[START]

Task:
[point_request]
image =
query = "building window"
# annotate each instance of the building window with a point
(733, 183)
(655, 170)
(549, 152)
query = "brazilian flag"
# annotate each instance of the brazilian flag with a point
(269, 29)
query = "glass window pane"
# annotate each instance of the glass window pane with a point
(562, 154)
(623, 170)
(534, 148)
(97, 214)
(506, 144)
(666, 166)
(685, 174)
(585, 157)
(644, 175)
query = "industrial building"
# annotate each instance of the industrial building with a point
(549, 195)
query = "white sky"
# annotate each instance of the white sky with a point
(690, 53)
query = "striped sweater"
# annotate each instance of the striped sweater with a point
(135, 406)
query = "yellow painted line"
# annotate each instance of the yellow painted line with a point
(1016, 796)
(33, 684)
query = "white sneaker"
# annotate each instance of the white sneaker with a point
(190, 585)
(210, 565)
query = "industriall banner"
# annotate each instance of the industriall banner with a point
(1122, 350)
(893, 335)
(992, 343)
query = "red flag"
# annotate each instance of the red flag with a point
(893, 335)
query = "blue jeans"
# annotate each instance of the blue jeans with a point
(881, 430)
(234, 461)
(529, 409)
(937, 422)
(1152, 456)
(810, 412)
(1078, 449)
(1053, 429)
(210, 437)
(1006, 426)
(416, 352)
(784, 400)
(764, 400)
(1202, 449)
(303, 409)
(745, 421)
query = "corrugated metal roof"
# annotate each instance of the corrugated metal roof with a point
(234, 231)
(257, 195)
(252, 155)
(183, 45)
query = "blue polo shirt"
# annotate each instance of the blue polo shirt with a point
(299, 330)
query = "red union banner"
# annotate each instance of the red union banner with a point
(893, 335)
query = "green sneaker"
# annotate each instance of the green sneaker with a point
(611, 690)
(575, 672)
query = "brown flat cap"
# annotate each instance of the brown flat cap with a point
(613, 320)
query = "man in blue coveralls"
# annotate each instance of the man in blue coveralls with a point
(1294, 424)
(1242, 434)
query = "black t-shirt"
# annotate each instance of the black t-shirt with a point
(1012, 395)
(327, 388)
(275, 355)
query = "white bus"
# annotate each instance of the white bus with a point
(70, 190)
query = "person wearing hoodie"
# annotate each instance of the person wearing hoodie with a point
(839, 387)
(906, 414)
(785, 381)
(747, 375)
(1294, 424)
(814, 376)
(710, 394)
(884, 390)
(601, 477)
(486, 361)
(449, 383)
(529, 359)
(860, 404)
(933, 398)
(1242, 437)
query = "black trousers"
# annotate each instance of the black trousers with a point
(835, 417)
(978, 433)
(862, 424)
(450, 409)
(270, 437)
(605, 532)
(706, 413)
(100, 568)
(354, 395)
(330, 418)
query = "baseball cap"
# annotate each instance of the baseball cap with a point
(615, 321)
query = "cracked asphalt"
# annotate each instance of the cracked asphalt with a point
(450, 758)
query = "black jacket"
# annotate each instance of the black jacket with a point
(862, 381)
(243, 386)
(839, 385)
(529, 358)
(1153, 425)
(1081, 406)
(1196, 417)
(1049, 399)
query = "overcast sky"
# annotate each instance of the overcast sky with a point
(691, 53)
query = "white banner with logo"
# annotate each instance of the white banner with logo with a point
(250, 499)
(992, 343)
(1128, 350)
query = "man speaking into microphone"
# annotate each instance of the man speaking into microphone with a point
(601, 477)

[END]

Every record should be repeated exactly; please leave none out.

:: Complete answer ::
Task:
[point_request]
image =
query = "building window"
# annotate each instance of the building window with a point
(733, 183)
(655, 170)
(549, 152)
query = "brazilian flag"
# annotate each instance of the brazilian flag with a point
(269, 29)
query = "glass window pane"
# annotate each instance of the glass window pane with a point
(562, 154)
(623, 170)
(534, 148)
(97, 214)
(506, 144)
(666, 166)
(685, 174)
(585, 157)
(644, 175)
query = "industrial building"
# annotate each instance of the industrial building with a point
(549, 195)
query = "white sky"
# annotate each instance of the white sky with a point
(690, 53)
query = "striped sweater"
# annotate each instance of the striped sweater with a point
(135, 406)
query = "yellow painted line"
# annotate each instance of the yellow painted line with a point
(1016, 796)
(33, 684)
query = "white sneaker"
# annotate each instance of the white sneaker with a point
(190, 585)
(210, 565)
query = "industriall banner"
# annotate each instance of the industriall banner with a point
(1122, 350)
(893, 335)
(992, 343)
query = "red flag"
# annotate each instance of the red flag with a point
(893, 335)
query = "blue jeans"
# annotate each instance of the blue jeans with a point
(881, 430)
(234, 461)
(529, 409)
(937, 422)
(1152, 456)
(810, 412)
(1078, 449)
(1053, 429)
(210, 437)
(1006, 426)
(416, 352)
(784, 400)
(764, 400)
(1202, 449)
(303, 409)
(745, 421)
query = "corrugated metal roof"
# annotate each instance of the corrugated metal roof with a point
(234, 231)
(257, 195)
(252, 155)
(183, 45)
query = "blue polo shirt"
# annotate each instance of the blue polo shirt with a point
(299, 330)
query = "red union banner"
# annotate each instance of the red union banner with a point
(893, 335)
query = "green sneaker"
# annotate each instance of the green sneaker with a point
(611, 690)
(575, 672)
query = "brown flat cap"
# annotate each instance of the brown flat cap with a point
(613, 320)
query = "man in blue coveralls"
# annotate each instance of the man in blue coveralls with a point
(1294, 424)
(1242, 434)
query = "black t-shirt"
# annotate each instance of the black t-shirt with a point
(1012, 395)
(327, 388)
(275, 355)
query = "white bus"
# annotate each instance of the white bus with a point
(70, 190)
query = "person wearing hoodie"
# annotate each instance of the person wearing hoodie with a point
(839, 387)
(906, 414)
(785, 381)
(747, 375)
(1294, 424)
(814, 376)
(710, 394)
(884, 390)
(601, 477)
(486, 361)
(449, 383)
(529, 359)
(860, 404)
(933, 398)
(1242, 437)
query = "black trousers"
# annotate each instance of the black trousers with a point
(835, 417)
(978, 433)
(862, 424)
(450, 409)
(270, 437)
(605, 532)
(706, 413)
(100, 568)
(354, 395)
(330, 418)
query = "baseball cap"
# annotate each instance of the baseball cap with a point
(615, 321)
query = "cracked asphalt"
# annotate each instance of the cracked asphalt with a point
(450, 758)
query = "black jacket"
# annotate each instance of the black jacket with a point
(862, 381)
(243, 386)
(839, 385)
(529, 358)
(1153, 425)
(1081, 406)
(1196, 417)
(1049, 399)
query = "overcast sky"
# annotate each instance of the overcast sky with a point
(691, 53)
query = "white banner with logo"
# annotate each instance of the white banner with logo with a point
(250, 499)
(992, 343)
(1128, 350)
query = "man speaking into microphone"
# annotate each instance of the man speaking into microphone with a point
(601, 477)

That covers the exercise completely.